* **Job**
Rewrite all of the material below with every occurrence of "bounding box" changed to "enclosing rectangle" and nothing else altered.
[Start of Available data]
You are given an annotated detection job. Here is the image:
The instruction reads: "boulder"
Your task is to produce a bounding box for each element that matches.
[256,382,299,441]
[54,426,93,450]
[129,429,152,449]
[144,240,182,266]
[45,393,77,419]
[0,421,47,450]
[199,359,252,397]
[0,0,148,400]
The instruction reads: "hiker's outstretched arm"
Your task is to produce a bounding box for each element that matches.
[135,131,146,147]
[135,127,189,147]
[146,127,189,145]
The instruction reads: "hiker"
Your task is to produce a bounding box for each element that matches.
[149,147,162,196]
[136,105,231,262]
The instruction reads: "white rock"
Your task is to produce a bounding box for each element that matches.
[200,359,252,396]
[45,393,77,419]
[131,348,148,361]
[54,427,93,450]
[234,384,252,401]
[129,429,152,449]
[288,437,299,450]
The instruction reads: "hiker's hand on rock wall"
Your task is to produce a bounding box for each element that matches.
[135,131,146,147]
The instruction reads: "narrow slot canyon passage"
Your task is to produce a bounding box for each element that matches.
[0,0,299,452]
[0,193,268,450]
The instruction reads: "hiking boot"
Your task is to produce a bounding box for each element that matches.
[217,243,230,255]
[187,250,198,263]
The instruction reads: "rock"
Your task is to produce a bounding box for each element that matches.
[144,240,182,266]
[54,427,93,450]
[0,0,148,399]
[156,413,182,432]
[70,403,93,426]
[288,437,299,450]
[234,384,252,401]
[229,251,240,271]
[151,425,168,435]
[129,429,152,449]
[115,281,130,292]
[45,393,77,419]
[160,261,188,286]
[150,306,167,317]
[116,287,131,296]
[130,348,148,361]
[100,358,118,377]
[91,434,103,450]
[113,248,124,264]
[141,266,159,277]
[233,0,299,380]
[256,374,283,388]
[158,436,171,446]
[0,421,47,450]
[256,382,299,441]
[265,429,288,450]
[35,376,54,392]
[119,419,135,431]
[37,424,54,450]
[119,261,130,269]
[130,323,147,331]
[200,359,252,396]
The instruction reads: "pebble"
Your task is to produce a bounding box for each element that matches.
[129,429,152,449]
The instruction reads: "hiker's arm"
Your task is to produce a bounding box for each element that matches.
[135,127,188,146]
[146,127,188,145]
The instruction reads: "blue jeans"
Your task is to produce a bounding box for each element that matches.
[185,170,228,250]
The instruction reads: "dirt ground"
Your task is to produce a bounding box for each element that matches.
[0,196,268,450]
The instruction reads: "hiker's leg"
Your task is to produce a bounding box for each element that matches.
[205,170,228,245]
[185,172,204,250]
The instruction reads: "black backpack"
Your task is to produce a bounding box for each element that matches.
[End of Available data]
* **Response for this exercise**
You are given an annotated detection job. Here is the image:
The instruction reads: "boulder"
Your task is to produce a enclosing rectangle for each element that matches.
[256,382,299,441]
[54,426,93,450]
[129,429,152,449]
[144,240,182,266]
[45,393,77,419]
[0,421,47,450]
[199,359,252,397]
[0,0,148,400]
The instruction reads: "hiker's outstretched arm"
Your task is to produce a enclosing rectangle for each element that matches.
[135,131,146,147]
[135,127,189,147]
[146,127,189,145]
The instruction reads: "hiker"
Your task is to produce a enclosing rectangle for each element that matches.
[149,147,162,196]
[136,105,231,262]
The instruction reads: "white rock"
Your task is to produce a enclosing rectangle for each element that matches.
[200,359,252,396]
[45,393,77,419]
[131,348,148,361]
[54,427,93,450]
[234,384,252,401]
[129,429,152,449]
[288,437,299,450]
The instruction reads: "hiker's hand on rock wall"
Your task is to produce a enclosing rectangle for each element that matches.
[135,131,146,147]
The instruction reads: "narrow slot canyon passage"
Your task is to produce a enclosing rectangle for each element that matches.
[0,0,299,452]
[0,193,268,450]
The instruction reads: "hiking boot"
Your task is to produce a enclosing rectangle for each element that matches.
[217,243,230,255]
[187,250,198,263]
The instruction reads: "rock"
Your task is to produce a enclosing rectangle for each element that matches.
[144,240,182,266]
[54,427,93,450]
[0,0,148,399]
[156,413,182,432]
[70,403,93,426]
[288,437,299,450]
[234,384,252,401]
[229,251,240,271]
[151,425,168,435]
[129,429,152,449]
[115,281,130,292]
[45,393,77,419]
[160,261,188,286]
[150,306,167,317]
[116,287,131,296]
[130,348,148,361]
[100,358,118,377]
[91,434,103,450]
[113,248,124,264]
[141,266,159,277]
[233,0,299,380]
[256,374,283,388]
[158,436,171,446]
[0,421,47,450]
[256,382,299,441]
[265,429,288,450]
[35,376,54,392]
[119,419,135,431]
[37,424,54,450]
[119,261,130,269]
[130,323,147,331]
[200,359,252,396]
The instruction reads: "pebble"
Your task is to produce a enclosing rectangle for each element that matches.
[129,429,152,449]
The instruction reads: "hiker's arm"
Your task is to produce a enclosing rectangle for each element that matches.
[135,127,188,146]
[146,127,188,145]
The instruction reads: "blue jeans"
Your task is to produce a enclosing rectangle for each element that matches.
[185,170,228,250]
The instruction reads: "dirt ground"
Your task is to produce a enclosing rectangle for each element that matches.
[0,196,268,450]
The instruction reads: "hiker's leg"
Your task is to produce a enclosing rectangle for each element that matches.
[205,170,228,245]
[185,172,204,250]
The instruction reads: "black backpack"
Your task is to produce a enclosing rectangle for each element that matches.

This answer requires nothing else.